• **Task objective**:
All lines below containing "corrugated" are to be listed.

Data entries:

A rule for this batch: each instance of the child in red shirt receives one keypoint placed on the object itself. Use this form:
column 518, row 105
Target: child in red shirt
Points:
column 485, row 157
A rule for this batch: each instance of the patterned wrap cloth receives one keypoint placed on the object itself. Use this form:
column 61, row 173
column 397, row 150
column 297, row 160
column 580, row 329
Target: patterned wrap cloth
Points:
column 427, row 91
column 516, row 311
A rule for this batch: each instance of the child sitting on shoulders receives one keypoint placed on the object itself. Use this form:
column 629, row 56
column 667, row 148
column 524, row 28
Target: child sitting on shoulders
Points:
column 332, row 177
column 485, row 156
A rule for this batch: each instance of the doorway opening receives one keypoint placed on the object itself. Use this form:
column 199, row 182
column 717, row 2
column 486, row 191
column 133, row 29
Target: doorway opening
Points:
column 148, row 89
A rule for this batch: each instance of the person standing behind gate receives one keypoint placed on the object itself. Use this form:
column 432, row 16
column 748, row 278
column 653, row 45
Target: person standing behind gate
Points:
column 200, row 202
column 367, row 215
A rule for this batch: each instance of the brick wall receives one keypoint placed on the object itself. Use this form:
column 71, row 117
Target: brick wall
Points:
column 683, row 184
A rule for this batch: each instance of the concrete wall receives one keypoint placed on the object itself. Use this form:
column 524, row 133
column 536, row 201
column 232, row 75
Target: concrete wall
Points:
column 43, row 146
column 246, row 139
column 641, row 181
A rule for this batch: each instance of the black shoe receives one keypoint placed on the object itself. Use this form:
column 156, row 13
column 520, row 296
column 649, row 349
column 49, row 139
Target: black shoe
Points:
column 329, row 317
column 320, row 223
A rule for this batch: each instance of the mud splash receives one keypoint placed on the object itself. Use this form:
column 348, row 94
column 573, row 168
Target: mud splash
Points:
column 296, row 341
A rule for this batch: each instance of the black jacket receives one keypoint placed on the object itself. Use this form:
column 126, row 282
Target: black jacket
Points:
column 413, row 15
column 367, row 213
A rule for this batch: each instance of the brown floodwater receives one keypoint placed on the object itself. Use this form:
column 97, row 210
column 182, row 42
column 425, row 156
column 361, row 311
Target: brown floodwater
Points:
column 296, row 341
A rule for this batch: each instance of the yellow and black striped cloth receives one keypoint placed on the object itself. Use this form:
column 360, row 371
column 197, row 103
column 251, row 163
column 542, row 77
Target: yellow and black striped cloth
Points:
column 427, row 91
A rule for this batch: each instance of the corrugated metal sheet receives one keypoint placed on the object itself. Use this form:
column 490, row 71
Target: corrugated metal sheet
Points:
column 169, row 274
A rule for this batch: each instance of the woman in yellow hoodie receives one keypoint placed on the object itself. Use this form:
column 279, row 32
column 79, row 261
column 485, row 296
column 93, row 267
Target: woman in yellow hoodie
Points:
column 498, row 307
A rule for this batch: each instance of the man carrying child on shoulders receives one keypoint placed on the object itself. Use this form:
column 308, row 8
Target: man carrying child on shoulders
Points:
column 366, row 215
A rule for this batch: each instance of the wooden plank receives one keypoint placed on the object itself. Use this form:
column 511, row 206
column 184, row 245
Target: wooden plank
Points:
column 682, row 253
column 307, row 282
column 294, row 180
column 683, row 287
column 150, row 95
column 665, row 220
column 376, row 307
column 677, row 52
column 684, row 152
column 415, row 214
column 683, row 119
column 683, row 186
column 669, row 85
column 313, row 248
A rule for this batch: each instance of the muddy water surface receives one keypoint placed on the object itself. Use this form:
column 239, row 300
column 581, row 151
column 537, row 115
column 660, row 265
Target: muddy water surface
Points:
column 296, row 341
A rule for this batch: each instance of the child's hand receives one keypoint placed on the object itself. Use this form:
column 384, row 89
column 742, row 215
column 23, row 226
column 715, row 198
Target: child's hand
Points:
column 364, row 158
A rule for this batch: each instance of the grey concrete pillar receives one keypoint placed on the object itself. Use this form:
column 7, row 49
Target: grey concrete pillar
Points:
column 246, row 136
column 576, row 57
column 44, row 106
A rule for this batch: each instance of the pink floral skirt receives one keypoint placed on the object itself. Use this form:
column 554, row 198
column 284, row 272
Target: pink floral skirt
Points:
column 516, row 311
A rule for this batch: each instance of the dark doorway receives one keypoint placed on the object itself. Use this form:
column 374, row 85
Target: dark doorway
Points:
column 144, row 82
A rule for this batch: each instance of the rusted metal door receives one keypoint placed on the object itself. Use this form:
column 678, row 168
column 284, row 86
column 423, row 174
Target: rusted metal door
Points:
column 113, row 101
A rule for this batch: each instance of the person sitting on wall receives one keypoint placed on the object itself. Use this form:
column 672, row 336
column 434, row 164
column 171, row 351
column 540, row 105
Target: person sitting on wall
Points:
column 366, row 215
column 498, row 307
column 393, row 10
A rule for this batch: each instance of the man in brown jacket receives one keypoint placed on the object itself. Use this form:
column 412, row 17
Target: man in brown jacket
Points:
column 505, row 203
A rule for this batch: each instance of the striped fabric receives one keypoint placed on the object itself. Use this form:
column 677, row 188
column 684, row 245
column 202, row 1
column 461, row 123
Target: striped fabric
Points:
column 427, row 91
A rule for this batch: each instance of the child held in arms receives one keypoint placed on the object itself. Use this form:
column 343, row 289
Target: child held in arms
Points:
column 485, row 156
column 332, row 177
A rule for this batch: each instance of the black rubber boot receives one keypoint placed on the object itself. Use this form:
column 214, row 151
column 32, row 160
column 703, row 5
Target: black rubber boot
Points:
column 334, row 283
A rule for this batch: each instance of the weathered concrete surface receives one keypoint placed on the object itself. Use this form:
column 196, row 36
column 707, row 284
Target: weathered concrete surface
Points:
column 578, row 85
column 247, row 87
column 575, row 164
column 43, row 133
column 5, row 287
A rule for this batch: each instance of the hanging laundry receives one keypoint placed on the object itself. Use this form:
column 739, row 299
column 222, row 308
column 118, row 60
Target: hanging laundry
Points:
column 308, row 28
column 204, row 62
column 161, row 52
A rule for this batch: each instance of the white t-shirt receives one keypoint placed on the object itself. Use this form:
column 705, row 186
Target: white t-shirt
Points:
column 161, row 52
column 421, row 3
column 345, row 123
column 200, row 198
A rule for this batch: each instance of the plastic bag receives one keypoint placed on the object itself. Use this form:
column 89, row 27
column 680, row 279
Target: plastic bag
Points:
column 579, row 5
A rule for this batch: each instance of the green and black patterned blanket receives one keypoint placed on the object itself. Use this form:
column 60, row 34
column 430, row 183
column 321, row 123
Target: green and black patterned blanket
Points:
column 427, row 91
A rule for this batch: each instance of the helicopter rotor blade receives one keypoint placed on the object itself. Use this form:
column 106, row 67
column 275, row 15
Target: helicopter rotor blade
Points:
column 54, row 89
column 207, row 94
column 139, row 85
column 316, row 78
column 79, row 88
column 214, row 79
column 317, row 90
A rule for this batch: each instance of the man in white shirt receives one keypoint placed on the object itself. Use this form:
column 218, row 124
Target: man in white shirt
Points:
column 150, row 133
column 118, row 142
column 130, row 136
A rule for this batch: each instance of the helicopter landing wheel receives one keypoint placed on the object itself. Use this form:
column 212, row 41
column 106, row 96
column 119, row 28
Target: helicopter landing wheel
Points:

• **Task solution**:
A rule for this batch: each instance of the corrugated metal sheet receives one keypoint placed on the object itself. Use this form:
Target: corrugated metal sheet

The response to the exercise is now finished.